- **小問**
以下のエントリのうち、「find the black」を含む行で始まり「0,280 -> 211,394」を含む行で終わる部分を、両端の行も含めて一字も変えずに書き写してください。

- **エントリ一覧**
====================

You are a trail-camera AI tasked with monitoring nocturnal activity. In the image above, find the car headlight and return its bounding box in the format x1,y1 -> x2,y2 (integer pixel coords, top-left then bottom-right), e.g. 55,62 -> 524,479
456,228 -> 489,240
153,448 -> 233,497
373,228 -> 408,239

====================

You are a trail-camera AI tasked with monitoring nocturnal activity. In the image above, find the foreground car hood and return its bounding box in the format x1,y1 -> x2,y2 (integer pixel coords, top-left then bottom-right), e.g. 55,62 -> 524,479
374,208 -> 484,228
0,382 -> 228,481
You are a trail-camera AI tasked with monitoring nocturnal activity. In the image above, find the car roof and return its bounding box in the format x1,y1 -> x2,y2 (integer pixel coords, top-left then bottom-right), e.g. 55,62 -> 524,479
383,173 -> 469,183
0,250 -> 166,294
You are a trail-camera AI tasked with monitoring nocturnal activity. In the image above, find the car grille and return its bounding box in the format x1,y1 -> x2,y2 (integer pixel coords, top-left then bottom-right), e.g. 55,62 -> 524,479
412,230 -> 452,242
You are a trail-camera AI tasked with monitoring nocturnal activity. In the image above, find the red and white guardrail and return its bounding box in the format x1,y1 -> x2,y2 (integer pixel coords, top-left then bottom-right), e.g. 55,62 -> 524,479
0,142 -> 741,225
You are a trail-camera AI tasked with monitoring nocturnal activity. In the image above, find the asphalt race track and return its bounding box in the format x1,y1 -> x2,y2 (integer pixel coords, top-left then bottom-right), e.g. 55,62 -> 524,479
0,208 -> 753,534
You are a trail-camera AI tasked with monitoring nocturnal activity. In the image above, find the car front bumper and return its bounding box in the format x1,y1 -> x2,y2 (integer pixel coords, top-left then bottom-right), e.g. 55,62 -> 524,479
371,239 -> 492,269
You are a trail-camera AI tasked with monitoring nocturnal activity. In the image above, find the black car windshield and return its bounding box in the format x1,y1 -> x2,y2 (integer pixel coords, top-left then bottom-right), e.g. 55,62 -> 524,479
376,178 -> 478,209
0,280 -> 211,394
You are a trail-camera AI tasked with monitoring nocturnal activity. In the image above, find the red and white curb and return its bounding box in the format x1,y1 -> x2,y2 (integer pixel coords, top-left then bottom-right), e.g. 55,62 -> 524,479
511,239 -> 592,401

====================

- **解答**
You are a trail-camera AI tasked with monitoring nocturnal activity. In the image above, find the black car windshield and return its bounding box in the format x1,y1 -> x2,y2 (integer pixel coords, top-left then bottom-right), e.g. 55,62 -> 524,479
376,178 -> 478,209
0,280 -> 211,394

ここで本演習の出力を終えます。